* _Assignment_
Copy out every record precisely.
---------- The data ----------
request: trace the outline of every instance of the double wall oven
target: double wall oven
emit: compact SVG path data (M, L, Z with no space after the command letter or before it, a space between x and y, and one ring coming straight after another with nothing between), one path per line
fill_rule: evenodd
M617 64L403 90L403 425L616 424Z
----------
* _Written answer_
request: trace the outline of every instance of the double wall oven
target: double wall oven
emit: compact SVG path data (M, L, Z with no space after the command letter or before it, a space between x and y, and one ring coming straight after another with nothing between), one path per line
fill_rule: evenodd
M617 64L403 90L403 425L616 424Z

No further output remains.